List the lines below as a numbered list, skipping any blank lines, and leave the pictures out of your answer.
::: Task input
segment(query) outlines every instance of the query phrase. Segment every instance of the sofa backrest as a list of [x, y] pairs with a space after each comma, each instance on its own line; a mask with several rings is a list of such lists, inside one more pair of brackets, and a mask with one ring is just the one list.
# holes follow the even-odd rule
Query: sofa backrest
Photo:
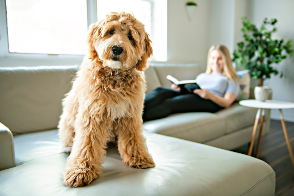
[[[202, 72], [196, 64], [150, 66], [145, 72], [146, 93], [157, 86], [170, 87], [168, 74], [181, 80], [194, 79]], [[14, 135], [56, 128], [62, 100], [78, 69], [77, 66], [0, 68], [0, 122]]]
[[56, 128], [78, 66], [0, 68], [0, 122], [14, 135]]

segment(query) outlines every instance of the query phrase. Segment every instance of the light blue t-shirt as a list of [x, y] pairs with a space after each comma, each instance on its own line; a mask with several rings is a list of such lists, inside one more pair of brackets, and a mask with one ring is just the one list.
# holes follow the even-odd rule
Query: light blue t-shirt
[[203, 73], [197, 76], [196, 80], [201, 88], [208, 90], [220, 97], [223, 97], [225, 93], [228, 92], [234, 94], [237, 98], [240, 91], [240, 84], [237, 81], [233, 83], [220, 73]]

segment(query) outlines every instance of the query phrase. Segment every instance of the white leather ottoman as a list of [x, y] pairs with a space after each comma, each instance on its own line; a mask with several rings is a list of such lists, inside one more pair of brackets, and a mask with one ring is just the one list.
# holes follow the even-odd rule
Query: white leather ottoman
[[130, 167], [108, 149], [103, 172], [89, 185], [66, 187], [68, 155], [57, 130], [14, 136], [19, 165], [0, 171], [0, 195], [273, 195], [275, 173], [257, 159], [192, 142], [145, 133], [153, 168]]

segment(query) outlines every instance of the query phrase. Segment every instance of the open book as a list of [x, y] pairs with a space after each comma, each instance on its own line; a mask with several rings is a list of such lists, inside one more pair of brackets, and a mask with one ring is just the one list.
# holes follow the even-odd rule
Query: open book
[[181, 80], [179, 81], [170, 75], [167, 76], [166, 79], [174, 84], [179, 86], [181, 88], [181, 92], [182, 93], [193, 93], [194, 89], [201, 88], [196, 83], [196, 81], [195, 80]]

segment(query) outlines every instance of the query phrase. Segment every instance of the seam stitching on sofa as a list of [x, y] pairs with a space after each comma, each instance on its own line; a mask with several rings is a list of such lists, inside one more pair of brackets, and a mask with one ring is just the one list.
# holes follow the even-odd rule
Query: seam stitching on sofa
[[[204, 125], [205, 124], [203, 124]], [[189, 129], [186, 129], [186, 130], [183, 130], [183, 131], [181, 131], [181, 132], [179, 132], [179, 132], [176, 132], [176, 133], [173, 133], [171, 134], [170, 135], [168, 135], [168, 136], [170, 136], [171, 137], [175, 137], [174, 136], [173, 136], [173, 135], [176, 135], [176, 134], [178, 134], [178, 133], [184, 133], [184, 132], [186, 132], [187, 131], [193, 131], [194, 129], [196, 127], [198, 127], [199, 126], [194, 126], [193, 127], [192, 127], [192, 128], [191, 128]], [[219, 135], [218, 136], [218, 137], [217, 137], [216, 138], [213, 138], [211, 140], [213, 140], [213, 139], [216, 139], [216, 138], [218, 138], [220, 136], [222, 136], [223, 135], [227, 135], [227, 134], [225, 134], [225, 135]], [[201, 142], [201, 143], [207, 142], [208, 141], [210, 141], [210, 140], [209, 140], [208, 141], [204, 141], [203, 142]]]
[[275, 172], [274, 171], [273, 173], [270, 174], [269, 175], [268, 175], [265, 177], [265, 178], [264, 178], [262, 180], [259, 181], [259, 182], [256, 183], [256, 184], [255, 184], [255, 185], [254, 186], [252, 187], [251, 188], [250, 188], [250, 189], [246, 191], [245, 192], [241, 194], [241, 195], [247, 195], [248, 193], [250, 192], [252, 190], [255, 188], [256, 187], [257, 187], [258, 185], [263, 183], [263, 182], [264, 182], [264, 181], [265, 181], [266, 180], [267, 180], [268, 178], [271, 177], [272, 176], [275, 174]]

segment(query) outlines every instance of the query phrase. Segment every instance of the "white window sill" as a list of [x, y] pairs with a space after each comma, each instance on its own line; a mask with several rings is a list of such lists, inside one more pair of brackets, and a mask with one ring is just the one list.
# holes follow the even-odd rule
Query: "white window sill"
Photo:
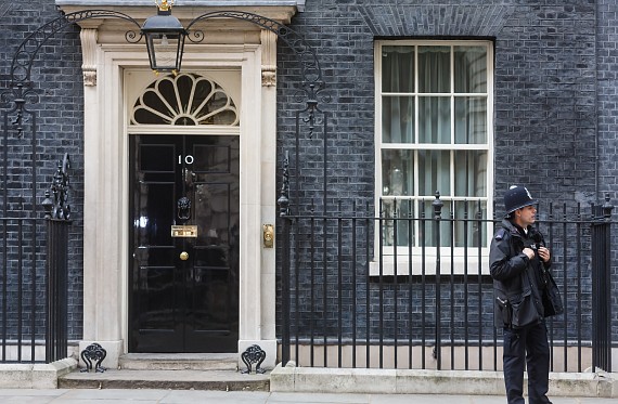
[[[378, 260], [371, 261], [369, 264], [370, 276], [397, 276], [409, 275], [412, 269], [412, 275], [436, 275], [436, 256], [413, 255], [412, 262], [410, 263], [410, 256], [398, 256], [397, 264], [394, 256], [383, 256], [382, 271], [381, 262]], [[480, 261], [480, 264], [479, 264]], [[463, 256], [440, 256], [440, 275], [489, 275], [489, 253], [482, 251], [480, 260], [478, 253], [476, 256], [468, 255], [467, 259]]]

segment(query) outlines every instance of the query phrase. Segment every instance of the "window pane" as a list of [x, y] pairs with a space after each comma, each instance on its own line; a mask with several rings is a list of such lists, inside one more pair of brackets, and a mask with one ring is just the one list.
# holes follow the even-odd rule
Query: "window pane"
[[[424, 213], [424, 219], [420, 220], [419, 222], [419, 235], [421, 239], [419, 240], [420, 245], [423, 244], [426, 247], [436, 247], [438, 245], [438, 225], [440, 226], [440, 247], [450, 247], [451, 246], [451, 231], [450, 231], [450, 222], [448, 220], [436, 221], [434, 219], [434, 206], [432, 205], [433, 200], [424, 200], [421, 205], [421, 210]], [[447, 200], [442, 200], [445, 204], [440, 211], [440, 217], [443, 219], [450, 218], [451, 216], [451, 204]], [[424, 237], [424, 239], [423, 239]]]
[[412, 195], [414, 192], [414, 155], [412, 151], [382, 152], [382, 194]]
[[[455, 201], [455, 247], [487, 247], [487, 203]], [[474, 255], [474, 251], [469, 251]]]
[[455, 152], [455, 196], [487, 196], [487, 152]]
[[419, 97], [419, 142], [451, 143], [450, 96]]
[[487, 92], [487, 50], [455, 47], [455, 92]]
[[450, 152], [419, 151], [419, 195], [450, 195]]
[[414, 47], [382, 48], [382, 91], [414, 92]]
[[382, 99], [382, 141], [412, 143], [414, 141], [414, 97], [384, 96]]
[[451, 92], [450, 47], [419, 47], [419, 92]]
[[455, 143], [487, 143], [486, 97], [455, 97]]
::::::
* [Problem solution]:
1. segment(query) outlines every instance of the query phrase. Segment every instance of the sofa backrest as a list of [x, y] pairs with a space after each comma, each instance on its own line; a mask with several rings is a list of such lists, inside one more pair of brackets, and a mask with one ring is just the one list.
2. # holes follow the even-odd rule
3. Query: sofa backrest
4. Photo:
5. [[[202, 72], [196, 64], [150, 66], [145, 72], [146, 93], [157, 86], [170, 87], [168, 74], [181, 80], [194, 79]], [[14, 135], [56, 128], [62, 100], [78, 69], [77, 66], [0, 68], [0, 122]]]
6. [[56, 128], [78, 66], [0, 68], [0, 122], [14, 135]]
7. segment(query) outlines every instance of the query phrase. Segment every instance of the light blue t-shirt as a list of [x, y] pairs with a space after each comma, each instance on its own line; a mask with several rings is a list of such lists, inside one more pair of brackets, and a mask with one ring is just the one list.
8. # holes follow the even-odd rule
9. Query: light blue t-shirt
10. [[203, 73], [197, 76], [196, 80], [201, 88], [208, 90], [220, 97], [223, 97], [225, 93], [228, 92], [234, 94], [237, 98], [240, 91], [240, 84], [237, 81], [233, 83], [220, 73]]
11. segment(query) outlines every instance of the query phrase. Segment every instance of the white leather ottoman as a list of [x, y] pairs with a space after each comma, each instance on its own line; a mask with several rings is a list of such lists, inside one more pair of brackets, and a mask with one ring is just the one list.
12. # holes follow the even-odd rule
13. Query: white leather ottoman
14. [[130, 167], [108, 149], [103, 172], [89, 185], [66, 187], [68, 155], [57, 130], [14, 136], [19, 165], [0, 171], [0, 195], [273, 195], [275, 173], [257, 159], [192, 142], [145, 133], [153, 168]]
15. segment(query) outlines every instance of the query phrase. Segment every instance of the open book as a list of [x, y] pairs with a space after each comma, each instance on its own line; a mask with several rings is a list of such lists, inside one more pair of brackets, and a mask with one ring is just the one list.
16. # holes follow the even-odd rule
17. Query: open book
18. [[181, 80], [179, 81], [170, 75], [167, 76], [166, 79], [174, 84], [179, 86], [181, 88], [181, 92], [182, 93], [193, 93], [194, 89], [201, 88], [196, 83], [196, 81], [195, 80]]
19. segment(query) outlines every instance of the query phrase. Segment every instance of the seam stitching on sofa as a list of [x, y] pairs with a space after each comma, each instance on its own line; a mask with several rings is a list of such lists, inside one more pair of brackets, and a mask with one ring is just the one list.
20. # holes follow the even-odd rule
21. Query: seam stitching on sofa
22. [[[204, 125], [205, 124], [203, 124]], [[189, 129], [186, 129], [186, 130], [183, 130], [183, 131], [181, 131], [181, 132], [179, 132], [179, 132], [176, 132], [176, 133], [173, 133], [171, 134], [170, 135], [168, 135], [168, 136], [170, 136], [171, 137], [175, 137], [174, 136], [173, 136], [173, 135], [176, 135], [176, 134], [178, 134], [178, 133], [184, 133], [184, 132], [186, 132], [187, 131], [193, 131], [194, 129], [196, 127], [198, 127], [199, 126], [194, 126], [193, 127], [192, 127], [192, 128], [191, 128]], [[219, 135], [218, 136], [218, 137], [217, 137], [216, 138], [213, 138], [211, 140], [213, 140], [213, 139], [216, 139], [216, 138], [218, 138], [220, 136], [222, 136], [223, 135], [227, 135], [227, 134], [225, 134], [225, 135]], [[201, 142], [201, 143], [207, 142], [208, 141], [210, 141], [210, 140], [209, 140], [208, 141], [204, 141], [203, 142]]]
23. [[275, 172], [274, 171], [273, 173], [270, 174], [269, 175], [268, 175], [265, 177], [265, 178], [264, 178], [262, 180], [259, 181], [259, 182], [256, 183], [256, 184], [255, 184], [255, 185], [254, 186], [252, 187], [251, 188], [250, 188], [250, 189], [246, 191], [245, 192], [241, 194], [241, 195], [247, 195], [248, 193], [250, 192], [252, 190], [255, 188], [256, 187], [257, 187], [258, 185], [263, 183], [263, 182], [264, 182], [264, 181], [265, 181], [266, 180], [267, 180], [268, 178], [271, 177], [272, 176], [275, 174]]
24. segment(query) outlines every instance of the query phrase. Segment every instance of the "white window sill" as a list of [x, y] pairs with a space after each comma, each instance on its own line; a mask with several rings is a list of such lists, inside one more pair of brackets, and a mask with one ring is just the one list.
25. # holes follow the even-odd rule
26. Query: "white window sill"
27. Photo:
28. [[[378, 260], [371, 261], [369, 264], [370, 276], [397, 276], [409, 275], [412, 269], [412, 275], [436, 275], [436, 256], [413, 255], [412, 262], [410, 263], [410, 256], [398, 256], [397, 264], [394, 256], [383, 256], [382, 271], [381, 262]], [[480, 261], [480, 264], [479, 264]], [[463, 256], [440, 256], [440, 275], [489, 275], [489, 253], [482, 251], [480, 260], [478, 253], [476, 256], [468, 255], [467, 259]]]
29. segment(query) outlines every instance of the query phrase. Segment every instance of the "window pane" as a list of [x, y] pairs with a space after each comma, each instance on its own line; a mask with several rings is a list of such lists, inside one more pair of brackets, and a mask with one ring is just the one list.
30. # holes follow the even-odd rule
31. Query: "window pane"
32. [[[424, 213], [424, 219], [420, 220], [419, 222], [419, 235], [421, 239], [419, 240], [420, 245], [423, 244], [426, 247], [436, 247], [438, 245], [438, 225], [440, 226], [440, 247], [450, 247], [451, 246], [451, 231], [450, 231], [450, 222], [448, 220], [436, 221], [434, 219], [434, 206], [432, 205], [433, 200], [424, 200], [421, 205], [421, 210]], [[447, 200], [442, 200], [445, 204], [440, 211], [440, 217], [443, 219], [450, 218], [451, 216], [451, 204]], [[424, 237], [424, 239], [423, 239]]]
33. [[412, 195], [414, 192], [414, 155], [412, 151], [382, 152], [382, 194]]
34. [[[455, 201], [455, 247], [487, 247], [487, 203]], [[474, 255], [474, 251], [469, 251]]]
35. [[455, 152], [455, 196], [487, 196], [487, 152]]
36. [[419, 97], [419, 142], [451, 143], [450, 96]]
37. [[487, 92], [487, 50], [455, 47], [455, 92]]
38. [[450, 152], [419, 151], [419, 195], [450, 195]]
39. [[414, 47], [382, 48], [382, 91], [414, 92]]
40. [[382, 99], [382, 141], [412, 143], [414, 141], [414, 97], [384, 96]]
41. [[451, 92], [450, 47], [419, 47], [419, 92]]
42. [[455, 143], [487, 143], [486, 97], [455, 97]]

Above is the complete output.